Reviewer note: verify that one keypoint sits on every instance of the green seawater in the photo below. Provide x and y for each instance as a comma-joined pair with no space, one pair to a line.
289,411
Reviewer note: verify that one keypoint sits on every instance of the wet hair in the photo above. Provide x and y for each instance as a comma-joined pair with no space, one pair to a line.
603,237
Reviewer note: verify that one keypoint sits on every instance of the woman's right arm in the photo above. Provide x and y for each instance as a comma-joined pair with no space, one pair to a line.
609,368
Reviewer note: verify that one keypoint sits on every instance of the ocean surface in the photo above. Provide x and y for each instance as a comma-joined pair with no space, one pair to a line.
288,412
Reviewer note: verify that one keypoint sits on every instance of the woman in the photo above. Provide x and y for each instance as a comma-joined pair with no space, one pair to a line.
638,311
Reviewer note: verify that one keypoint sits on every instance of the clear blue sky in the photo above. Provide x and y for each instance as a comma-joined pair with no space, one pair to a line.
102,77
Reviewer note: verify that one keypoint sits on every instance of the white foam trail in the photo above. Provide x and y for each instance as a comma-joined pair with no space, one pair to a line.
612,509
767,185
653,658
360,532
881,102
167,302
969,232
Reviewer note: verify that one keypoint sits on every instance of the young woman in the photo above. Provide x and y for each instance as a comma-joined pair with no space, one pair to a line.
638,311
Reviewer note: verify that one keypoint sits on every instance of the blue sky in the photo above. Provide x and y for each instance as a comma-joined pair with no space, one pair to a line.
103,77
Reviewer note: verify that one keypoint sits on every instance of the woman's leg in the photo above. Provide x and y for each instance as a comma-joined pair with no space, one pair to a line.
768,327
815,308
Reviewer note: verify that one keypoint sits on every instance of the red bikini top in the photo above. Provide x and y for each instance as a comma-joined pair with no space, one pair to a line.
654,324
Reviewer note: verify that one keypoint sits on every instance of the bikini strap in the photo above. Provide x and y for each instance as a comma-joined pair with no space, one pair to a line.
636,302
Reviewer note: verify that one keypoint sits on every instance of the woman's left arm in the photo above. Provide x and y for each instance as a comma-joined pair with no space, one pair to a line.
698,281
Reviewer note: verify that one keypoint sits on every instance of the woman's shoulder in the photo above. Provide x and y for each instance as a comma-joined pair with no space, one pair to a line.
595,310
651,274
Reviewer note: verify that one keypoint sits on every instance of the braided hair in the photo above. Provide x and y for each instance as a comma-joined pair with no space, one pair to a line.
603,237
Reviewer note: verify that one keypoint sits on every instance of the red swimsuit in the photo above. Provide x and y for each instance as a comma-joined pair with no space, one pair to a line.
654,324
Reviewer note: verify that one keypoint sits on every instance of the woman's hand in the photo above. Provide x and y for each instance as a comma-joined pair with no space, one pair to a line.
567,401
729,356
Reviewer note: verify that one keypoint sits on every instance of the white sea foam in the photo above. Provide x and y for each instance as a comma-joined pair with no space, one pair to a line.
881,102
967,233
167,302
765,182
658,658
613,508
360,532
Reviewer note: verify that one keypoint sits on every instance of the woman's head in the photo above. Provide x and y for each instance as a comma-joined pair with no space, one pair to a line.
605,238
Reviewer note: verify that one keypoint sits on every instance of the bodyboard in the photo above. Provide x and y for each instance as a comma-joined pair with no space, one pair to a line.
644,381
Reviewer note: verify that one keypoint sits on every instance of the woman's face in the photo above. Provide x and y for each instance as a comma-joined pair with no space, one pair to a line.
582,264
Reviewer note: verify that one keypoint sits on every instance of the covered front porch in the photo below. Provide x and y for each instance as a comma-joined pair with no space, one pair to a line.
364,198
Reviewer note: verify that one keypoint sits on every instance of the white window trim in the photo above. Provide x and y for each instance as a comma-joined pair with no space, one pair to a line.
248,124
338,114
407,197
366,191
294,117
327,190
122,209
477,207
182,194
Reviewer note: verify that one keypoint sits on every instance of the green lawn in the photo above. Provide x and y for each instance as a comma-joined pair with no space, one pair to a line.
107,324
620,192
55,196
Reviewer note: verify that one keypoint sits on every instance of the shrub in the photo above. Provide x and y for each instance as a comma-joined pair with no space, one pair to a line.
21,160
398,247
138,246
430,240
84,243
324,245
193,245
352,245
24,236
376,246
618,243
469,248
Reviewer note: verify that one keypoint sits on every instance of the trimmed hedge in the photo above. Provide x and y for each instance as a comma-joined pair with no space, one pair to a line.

### What is being asked
So that the data stays intact, repeat all of it exactly.

### Solution below
Reviewer note: verify that one keypoint sits on every instance of the green seawater in the photo below. Provide x and y for each instance as a comma-joined pair with no space, one pair to a line.
289,411
Reviewer note: verify that one keypoint sits on every instance of the wet hair in the photo above. Provide x and y for each instance as a comma-joined pair with no space, one pair to a line.
603,237
Reviewer note: verify that one keypoint sits on every instance of the woman's right arm in the photo above. Provide x and y for each instance as a comma-joined pair with no space, one pair to a line.
609,368
Reviewer note: verify that one keypoint sits on every instance of the ocean surface in the photo above. Provide x and y for each instance as a comma-joined pair with no space, one pair to a line.
288,412
Reviewer note: verify that one keypoint sits on every instance of the woman in the photo above. Provide x and y for each instance as a comma-joined pair with no space, one pair to a line.
638,311
Reviewer note: verify that one keypoint sits on every instance of the clear blue sky in the photo above. Provide x and y for each instance as a comma-joined pair with no space, one pair to a line.
102,77
Reviewer note: verify that one keypoint sits on every instance of the white foam trail in the photo above. Provide x and y for each instance as a comma-joined pair with no space, one pair to a line.
612,509
767,185
653,658
360,532
881,102
167,302
969,232
Reviewer note: verify that one keypoint sits on every instance of the young woman in the photo above. Provide x and y for each instance as a comma-joined pair with no space, one pair to a line.
638,311
Reviewer note: verify that one keypoint sits on every instance of the blue sky in the photo above. Provide x and y for each instance as a comma-joined pair with no space, one pair to a line.
103,77
Reviewer note: verify that one keypoint sits on every instance of the woman's leg in the photo above. Provide x and y for each instance as a comma-joined pair with no space, one pair to a line.
768,327
815,308
Reviewer note: verify that one keypoint sits on every instance of the red bikini top in the photo above. Provide x and y for each instance as a comma-joined pair with no space, one pair to a line.
654,324
Reviewer note: verify that one keypoint sits on every instance of the bikini strap in the photo above. Provide x and y for each instance as a comma-joined pair with no space, one pair to a line.
636,302
Reviewer note: verify that one keypoint sits on every instance of the woman's left arm in the photo above. Provide x and y for each instance as a comma-joined pair with no space, one pair to a line.
698,281
Reviewer note: verify that one keypoint sits on every instance of the woman's shoulder in the photo above. Provide x and y for each instance as a comma-joined pair with no space, one pair to a line.
595,310
651,274
Reviewer note: verify that one keypoint sits on every instance of the braided hair in the photo above. Provide x and y for each instance as a comma-joined pair with no space, one pair to a line.
603,237
Reviewer note: verify that one keypoint sits on every instance of the red swimsuit in the photo above. Provide x and y for each instance as a comma-joined pair with no space, one pair to a line.
654,324
Reviewer note: verify that one keypoint sits on every instance of the woman's hand in the photo above. Provide x and y for each instance as a comma-joined pair with no space, one pair to a line.
567,401
729,356
Reviewer note: verify that one keypoint sits on every instance of the white sea foam in the photo above. Provide x and y for each instance as a comma-joined pair with no space, one pair to a line.
881,102
967,233
167,302
765,182
658,658
613,508
360,532
Reviewer note: verify that one keypoint sits on every instance of the woman's head in the photo above. Provide x and y for each instance as a comma-joined pair with no space, one pair to a line.
605,238
Reviewer note: verify that one keypoint sits on every instance of the bodyboard in the photo above. Provide x and y for each instance as a comma-joined pair with no space, one pair to a line.
644,381
Reviewer note: verify that one keypoint sits on every instance of the woman's face in the photo above. Provide x and y for each instance as a comma-joined pair with no space, one pair to a line.
582,264
Reviewer note: verify that one keypoint sits on every instance of the covered front porch in the photo below. Provide x and y for each instance as a comma-joined pair with no space, one pair to a line.
364,198
Reviewer note: verify that one keypoint sits on every instance of the white window trim in the photo above. Provide x and y for each instance as a comma-joined pair with no space, one pair to a line.
248,124
338,114
407,197
366,191
294,117
327,190
122,209
477,207
182,194
Reviewer note: verify that one keypoint sits on every instance of the green lawn in the photo above. Provide x and y for each instance as a comma-joined pair with no space, one pair to a line.
107,324
620,192
55,196
Reviewer note: verify that one keypoint sits on every instance of the shrub in the photo above. Provide x and y for each instance as a comma-joined pair with no space, one pair to a line.
21,160
398,247
138,246
430,240
84,243
324,245
193,245
352,245
24,236
376,246
618,243
469,248
Reviewer note: verify that one keypoint sits on every instance of the trimmed hedge in the photo above. Provide x and y for each instance as a comma-joined pair with no space, one pair to a line.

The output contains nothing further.